> [Work instructions]:
[1] Using the public duty passage below, decide whether each statement agrees with it. Answer yes or no for (a), (b), and (c), and quote the deciding words from the passage.
(a) Hines v. District of Columbia was decided in 1990.
(b) In Johnson v. District of Columbia, the court held that the District could not be held liable even when the ambulance service's affirmative negligence worsened the plaintiff's injuries.
(c) The writer believes the court should now extend its precedents further.
[2] Continue the public duty passage below, starting after its last sentence.
------ Document extract
Our public duty cases stand for the proposition that notwithstanding this difference, the existence of an obligation to protect "everyone" will not be treated as a duty to any particular individual. That is as far as our precedents have gone. See note 6, infra. For the reasons stated below in the text of this opinion, I do not think that we should now go further.
. Compare Warner, supra, note 4, 580 A.2d at 130-31, and Hines v. District of Columbia, 580 A.2d 133, 136-37 (D.C.1990) (holding that public duty doctrine barred suit against District for failure of ambulance service to respond promptly to calls for help), with Johnson v. District of Columbia, 580 A.2d 140, 142-43 (D.C.1990) (holding that District could be held liable if affirmative negligence of ambulance service actively worsens plaintiffs injuries).
------------
------ Data shown
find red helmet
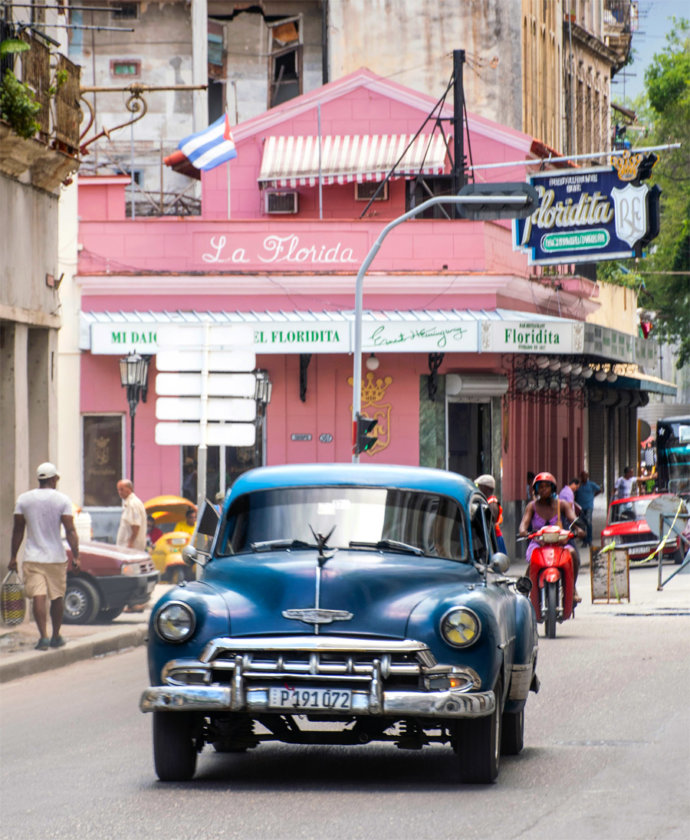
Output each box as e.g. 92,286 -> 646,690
532,473 -> 558,493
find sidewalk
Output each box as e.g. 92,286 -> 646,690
0,552 -> 690,683
0,584 -> 170,683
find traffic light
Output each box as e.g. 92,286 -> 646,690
355,414 -> 378,455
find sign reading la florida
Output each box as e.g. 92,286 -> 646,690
201,233 -> 360,266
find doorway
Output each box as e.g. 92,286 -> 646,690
448,400 -> 491,480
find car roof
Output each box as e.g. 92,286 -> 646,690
230,463 -> 477,503
611,493 -> 664,505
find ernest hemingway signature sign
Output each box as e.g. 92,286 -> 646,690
513,166 -> 659,265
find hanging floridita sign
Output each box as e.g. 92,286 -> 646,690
513,152 -> 661,265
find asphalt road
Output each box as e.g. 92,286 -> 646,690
0,568 -> 690,840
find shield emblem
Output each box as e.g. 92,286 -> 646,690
611,184 -> 649,248
365,403 -> 391,455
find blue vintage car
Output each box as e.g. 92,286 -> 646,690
140,464 -> 538,783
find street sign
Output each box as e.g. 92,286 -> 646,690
156,348 -> 256,373
458,181 -> 539,221
156,397 -> 256,423
156,373 -> 256,398
156,423 -> 256,446
156,323 -> 254,350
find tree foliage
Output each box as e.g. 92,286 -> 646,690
638,19 -> 690,367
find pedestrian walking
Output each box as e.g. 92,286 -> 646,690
474,474 -> 506,554
9,461 -> 79,650
115,478 -> 148,551
613,467 -> 637,499
575,470 -> 601,546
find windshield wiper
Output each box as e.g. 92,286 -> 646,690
350,540 -> 424,557
249,539 -> 318,551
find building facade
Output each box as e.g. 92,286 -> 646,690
67,70 -> 654,548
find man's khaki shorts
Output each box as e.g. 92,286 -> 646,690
22,561 -> 67,601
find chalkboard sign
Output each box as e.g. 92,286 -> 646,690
590,548 -> 630,604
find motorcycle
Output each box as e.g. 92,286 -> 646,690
526,525 -> 576,639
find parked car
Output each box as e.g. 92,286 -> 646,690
601,493 -> 683,563
140,464 -> 538,783
63,541 -> 158,624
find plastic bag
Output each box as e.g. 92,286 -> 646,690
0,571 -> 26,626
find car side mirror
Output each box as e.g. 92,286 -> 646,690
491,551 -> 510,575
182,545 -> 203,566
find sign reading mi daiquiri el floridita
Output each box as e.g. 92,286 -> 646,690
513,151 -> 661,265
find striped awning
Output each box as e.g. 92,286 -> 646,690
259,134 -> 447,187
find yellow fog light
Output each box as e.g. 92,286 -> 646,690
441,607 -> 482,647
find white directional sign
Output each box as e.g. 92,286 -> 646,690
156,373 -> 256,398
156,423 -> 256,446
156,397 -> 256,423
156,349 -> 256,373
156,323 -> 254,350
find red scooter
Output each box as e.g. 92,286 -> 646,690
527,525 -> 575,639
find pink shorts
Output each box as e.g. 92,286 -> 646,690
22,561 -> 67,601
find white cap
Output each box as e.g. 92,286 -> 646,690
36,461 -> 60,479
474,475 -> 496,490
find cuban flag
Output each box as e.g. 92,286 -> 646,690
177,114 -> 237,172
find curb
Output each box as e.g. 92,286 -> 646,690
0,624 -> 149,684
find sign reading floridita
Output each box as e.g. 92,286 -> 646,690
513,152 -> 660,265
482,321 -> 585,355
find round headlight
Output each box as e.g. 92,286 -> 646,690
154,601 -> 196,642
441,607 -> 482,647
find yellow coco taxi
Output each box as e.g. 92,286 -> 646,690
144,496 -> 196,583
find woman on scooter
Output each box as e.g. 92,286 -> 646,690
519,472 -> 584,604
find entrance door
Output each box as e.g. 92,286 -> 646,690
448,401 -> 491,479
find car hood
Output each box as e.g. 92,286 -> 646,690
601,519 -> 653,539
204,551 -> 479,638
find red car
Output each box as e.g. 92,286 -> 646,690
62,541 -> 158,624
601,493 -> 683,563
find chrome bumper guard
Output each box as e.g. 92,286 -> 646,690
139,686 -> 496,718
139,635 -> 496,718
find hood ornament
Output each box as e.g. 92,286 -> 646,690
283,607 -> 353,624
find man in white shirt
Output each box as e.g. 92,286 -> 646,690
9,461 -> 79,650
115,478 -> 147,551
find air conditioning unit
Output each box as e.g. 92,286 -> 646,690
355,181 -> 388,201
265,190 -> 297,213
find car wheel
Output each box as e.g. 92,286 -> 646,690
98,607 -> 124,622
544,581 -> 558,639
62,577 -> 101,624
153,712 -> 197,782
453,678 -> 503,785
501,706 -> 525,755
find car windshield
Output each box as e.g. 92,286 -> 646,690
218,486 -> 467,560
609,499 -> 651,524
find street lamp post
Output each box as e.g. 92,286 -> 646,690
352,183 -> 539,464
120,353 -> 149,484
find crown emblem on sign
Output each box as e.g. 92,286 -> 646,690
347,371 -> 393,403
611,149 -> 642,181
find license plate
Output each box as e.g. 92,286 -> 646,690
268,688 -> 352,711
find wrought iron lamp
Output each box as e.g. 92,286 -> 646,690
120,353 -> 150,483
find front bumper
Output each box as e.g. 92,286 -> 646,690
139,635 -> 496,718
139,686 -> 496,718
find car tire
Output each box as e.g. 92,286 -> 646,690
153,712 -> 197,782
544,581 -> 558,639
98,607 -> 124,623
453,677 -> 503,785
501,706 -> 525,755
62,576 -> 101,624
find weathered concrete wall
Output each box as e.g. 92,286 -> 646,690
329,0 -> 522,130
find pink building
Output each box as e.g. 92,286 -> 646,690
78,70 -> 640,544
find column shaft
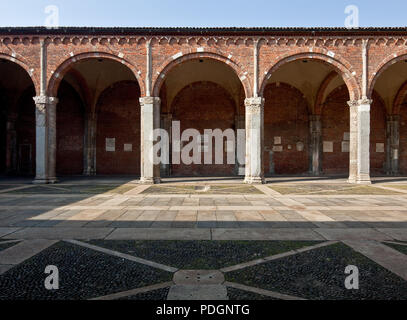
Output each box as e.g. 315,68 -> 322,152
6,118 -> 17,174
245,97 -> 265,184
140,97 -> 161,184
349,99 -> 372,184
83,112 -> 97,176
160,113 -> 172,177
386,115 -> 400,175
34,96 -> 58,183
310,115 -> 322,176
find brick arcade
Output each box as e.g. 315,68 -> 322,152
0,27 -> 407,183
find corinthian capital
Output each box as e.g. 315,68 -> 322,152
244,97 -> 264,113
33,96 -> 58,105
139,97 -> 161,107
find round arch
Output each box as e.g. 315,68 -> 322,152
47,52 -> 144,97
259,51 -> 360,100
0,52 -> 40,95
392,81 -> 407,114
152,52 -> 252,97
368,49 -> 407,97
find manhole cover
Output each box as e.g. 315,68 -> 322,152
173,270 -> 225,285
194,186 -> 211,192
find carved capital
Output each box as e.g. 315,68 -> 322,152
33,96 -> 58,108
348,100 -> 359,108
244,97 -> 264,114
139,97 -> 161,107
348,97 -> 373,108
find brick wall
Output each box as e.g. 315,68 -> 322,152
56,82 -> 85,175
370,92 -> 387,175
16,88 -> 35,174
399,98 -> 407,174
321,86 -> 349,174
96,81 -> 141,175
171,81 -> 236,176
264,83 -> 309,174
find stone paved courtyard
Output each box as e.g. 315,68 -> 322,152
0,178 -> 407,300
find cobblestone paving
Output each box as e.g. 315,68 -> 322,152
226,243 -> 407,300
0,241 -> 407,300
0,179 -> 407,300
89,240 -> 320,270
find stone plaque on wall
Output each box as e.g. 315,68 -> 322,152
376,143 -> 384,153
342,141 -> 349,152
106,138 -> 116,152
124,143 -> 133,152
322,141 -> 334,152
223,140 -> 235,152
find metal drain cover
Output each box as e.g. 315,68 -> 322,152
194,186 -> 211,192
173,270 -> 225,285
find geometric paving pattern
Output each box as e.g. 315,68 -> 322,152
0,241 -> 407,300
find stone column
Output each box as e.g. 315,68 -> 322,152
235,115 -> 246,176
245,97 -> 265,184
140,97 -> 161,184
6,116 -> 17,174
160,113 -> 172,177
348,99 -> 372,184
386,115 -> 400,175
34,96 -> 58,183
83,112 -> 97,176
309,115 -> 322,176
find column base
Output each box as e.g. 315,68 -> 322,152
139,177 -> 161,184
244,177 -> 266,184
356,174 -> 372,184
348,175 -> 372,185
32,178 -> 58,184
83,169 -> 96,177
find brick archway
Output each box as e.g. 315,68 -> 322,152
152,52 -> 252,97
47,52 -> 144,97
392,81 -> 407,114
259,49 -> 361,100
0,52 -> 40,95
368,49 -> 407,97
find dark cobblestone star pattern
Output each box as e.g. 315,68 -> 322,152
89,240 -> 320,269
227,287 -> 279,301
0,241 -> 172,300
384,243 -> 407,255
225,243 -> 407,300
0,241 -> 18,251
117,287 -> 170,301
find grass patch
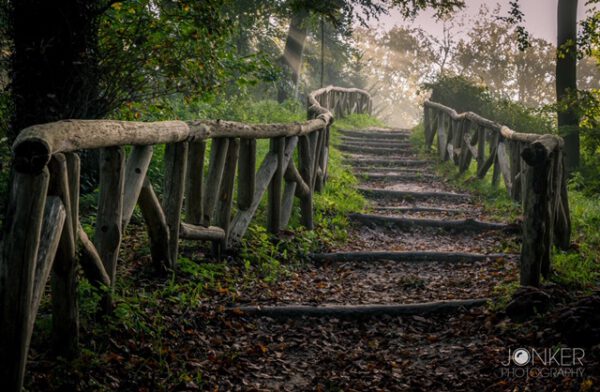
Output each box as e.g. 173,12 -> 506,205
411,124 -> 600,290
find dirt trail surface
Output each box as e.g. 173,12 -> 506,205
25,129 -> 600,391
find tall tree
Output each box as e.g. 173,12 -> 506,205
556,0 -> 580,172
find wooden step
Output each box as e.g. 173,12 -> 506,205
349,214 -> 520,232
338,145 -> 416,155
344,157 -> 430,167
310,251 -> 519,263
372,206 -> 472,214
357,187 -> 471,202
337,140 -> 413,149
228,298 -> 490,319
352,166 -> 431,175
357,173 -> 439,182
339,129 -> 410,140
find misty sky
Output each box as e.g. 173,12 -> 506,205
379,0 -> 585,43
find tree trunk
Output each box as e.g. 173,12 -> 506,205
277,9 -> 309,102
556,0 -> 579,173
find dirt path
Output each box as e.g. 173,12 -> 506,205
29,130 -> 600,392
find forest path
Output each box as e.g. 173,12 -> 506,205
198,129 -> 518,391
233,129 -> 518,317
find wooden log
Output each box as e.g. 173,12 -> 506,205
344,158 -> 430,167
477,129 -> 500,179
298,136 -> 314,230
357,187 -> 471,202
77,222 -> 111,287
200,139 -> 229,227
338,145 -> 415,156
179,222 -> 225,242
0,168 -> 50,391
28,196 -> 70,328
352,167 -> 431,176
437,115 -> 450,161
477,126 -> 487,172
358,173 -> 439,182
215,139 -> 240,248
492,154 -> 501,189
227,152 -> 277,248
284,159 -> 310,198
138,178 -> 170,273
267,138 -> 285,234
48,154 -> 79,358
185,140 -> 206,225
520,135 -> 559,287
231,298 -> 489,319
122,146 -> 153,231
497,142 -> 512,195
338,139 -> 413,151
339,129 -> 410,141
237,139 -> 256,210
339,135 -> 410,147
13,120 -> 190,172
349,213 -> 519,232
279,181 -> 298,229
310,251 -> 518,263
374,207 -> 471,214
48,154 -> 76,260
94,147 -> 125,312
65,153 -> 81,247
162,142 -> 188,268
227,137 -> 298,243
554,151 -> 571,250
509,140 -> 521,202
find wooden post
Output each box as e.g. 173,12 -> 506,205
509,140 -> 521,202
65,152 -> 81,247
298,136 -> 314,230
162,142 -> 188,268
477,125 -> 486,173
267,138 -> 285,234
185,140 -> 206,225
521,135 -> 557,287
122,146 -> 152,231
0,168 -> 50,391
200,138 -> 229,227
29,196 -> 69,324
237,139 -> 256,210
554,151 -> 571,250
215,138 -> 240,248
94,147 -> 125,312
138,178 -> 170,273
48,154 -> 79,358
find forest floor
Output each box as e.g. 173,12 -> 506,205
27,129 -> 600,391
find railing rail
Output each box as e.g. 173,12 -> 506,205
0,86 -> 372,391
424,101 -> 571,286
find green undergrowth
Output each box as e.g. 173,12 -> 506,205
33,105 -> 380,385
411,124 -> 600,290
410,123 -> 521,221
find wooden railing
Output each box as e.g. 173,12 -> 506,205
0,87 -> 371,391
424,101 -> 571,286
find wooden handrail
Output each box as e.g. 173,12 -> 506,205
0,86 -> 372,391
424,101 -> 571,286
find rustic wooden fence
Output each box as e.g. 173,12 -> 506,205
0,87 -> 372,391
424,101 -> 571,286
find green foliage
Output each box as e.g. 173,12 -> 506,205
423,75 -> 556,133
411,112 -> 600,288
553,187 -> 600,288
334,114 -> 385,129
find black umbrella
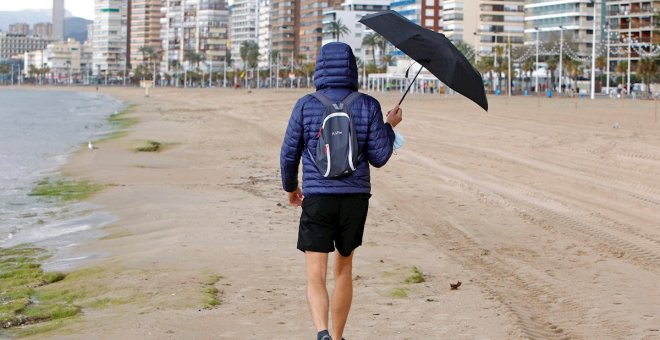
------------
> [Responses by item number]:
[1]
(a) Yes: "Hines v. District of Columbia, 580 A.2d 133, 136-37 (D.C.1990)"
(b) No: "holding that District could be held liable if affirmative negligence of ambulance service actively worsens plaintiffs injuries"
(c) No: "I do not think that we should now go further."

[2]
My colleagues apparently contend that Nichol v. District of Columbia Metro. Police Dep’t, 444 A.2d 1, decided in Warren v. District of Columbia, 444 A.2d 1 (D.C.1981) (en banc), is contrary to my view that the public duty doctrine is inapplicable where there was no prior peril from which the plaintiff needed rescue and where the harm to the plaintiff was the result solely of the District’s negligence. In Nichol, however, the plaintiff had been assaulted by third parties following an automohile accident, and the police had failed to obtain information about his assailants so that he could sue them— a classic rescue situation. The police had also instructed the plaintiff to discontinue his own efforts to identify the villains, but the court’s holding that this did not create liability went only to the question of what constitutes a special relationship, and had absolutely nothing to do with any notion that the public duty doctrine applies in non-rescue situations.
Chief Judge ROGERS also cites Johnson v. District of Columbia, 580 A.2d 140, 143 n. 4 (D.C.1990), for the same proposition as Nichol Johnson was another classic rescue case, involving the failure of an ambulance properly to respond to a call from the plaintiff’s decedent. The passage on which the majority relies cites Nichol and my discussion of Nichol applies to it as well.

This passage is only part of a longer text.